┌─ RECORDS FOR THIS EXERCISE

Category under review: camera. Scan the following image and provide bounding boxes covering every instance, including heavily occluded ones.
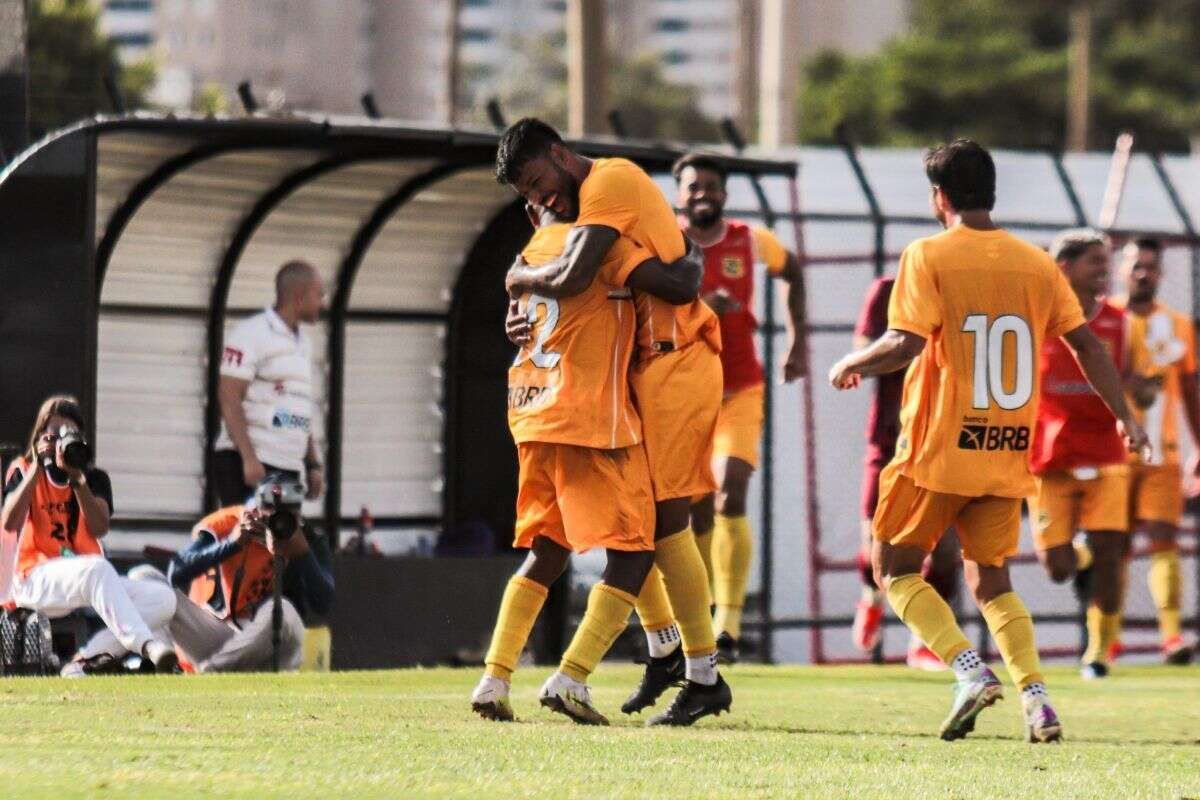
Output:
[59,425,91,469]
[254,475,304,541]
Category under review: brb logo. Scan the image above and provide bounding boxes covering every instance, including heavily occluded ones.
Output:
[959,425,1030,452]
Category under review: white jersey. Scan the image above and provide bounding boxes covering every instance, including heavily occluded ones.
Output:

└─
┌─ RECORDS FOR THIS EXERCISE

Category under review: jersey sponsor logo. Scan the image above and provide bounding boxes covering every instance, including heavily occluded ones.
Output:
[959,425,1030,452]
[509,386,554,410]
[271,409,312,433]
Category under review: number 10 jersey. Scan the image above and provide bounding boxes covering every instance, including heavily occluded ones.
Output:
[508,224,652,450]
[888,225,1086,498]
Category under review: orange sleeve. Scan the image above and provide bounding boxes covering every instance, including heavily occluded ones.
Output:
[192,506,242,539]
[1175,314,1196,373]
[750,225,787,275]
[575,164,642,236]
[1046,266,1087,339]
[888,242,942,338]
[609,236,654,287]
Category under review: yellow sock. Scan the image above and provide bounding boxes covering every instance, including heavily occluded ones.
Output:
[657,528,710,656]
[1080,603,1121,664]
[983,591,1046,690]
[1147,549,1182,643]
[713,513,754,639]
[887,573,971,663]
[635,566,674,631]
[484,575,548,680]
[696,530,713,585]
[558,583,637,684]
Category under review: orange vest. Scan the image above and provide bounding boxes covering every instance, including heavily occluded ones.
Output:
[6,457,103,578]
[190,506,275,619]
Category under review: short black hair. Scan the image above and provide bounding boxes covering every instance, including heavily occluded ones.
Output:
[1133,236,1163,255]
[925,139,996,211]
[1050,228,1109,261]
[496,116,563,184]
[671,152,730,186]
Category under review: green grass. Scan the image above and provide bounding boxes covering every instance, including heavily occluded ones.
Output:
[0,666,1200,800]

└─

▶ [YOUR GOAL]:
Convert everything from the line containing "Category under review: jersey" down to the line containing "[888,225,1086,498]", both ends included, into a two-column CSV with the header instruction,output. Give one row per record, with its text under instruction and its answer under output, each in a double-quoted field with line breaks replaced by spaces.

▶ [FINAL ANSWER]:
instruction,output
"Category under review: jersey sponsor logo. Scan the image above and provide bounding boxes covering every instance, including heavily occluded ones. Output:","[959,425,1030,452] [509,386,554,410] [271,409,312,433]"
"Category under review: number 10 jersey. Scan the image above and provide bounding boxes covering every instance, including heavily occluded ones. Output:","[508,224,652,450] [888,225,1086,498]"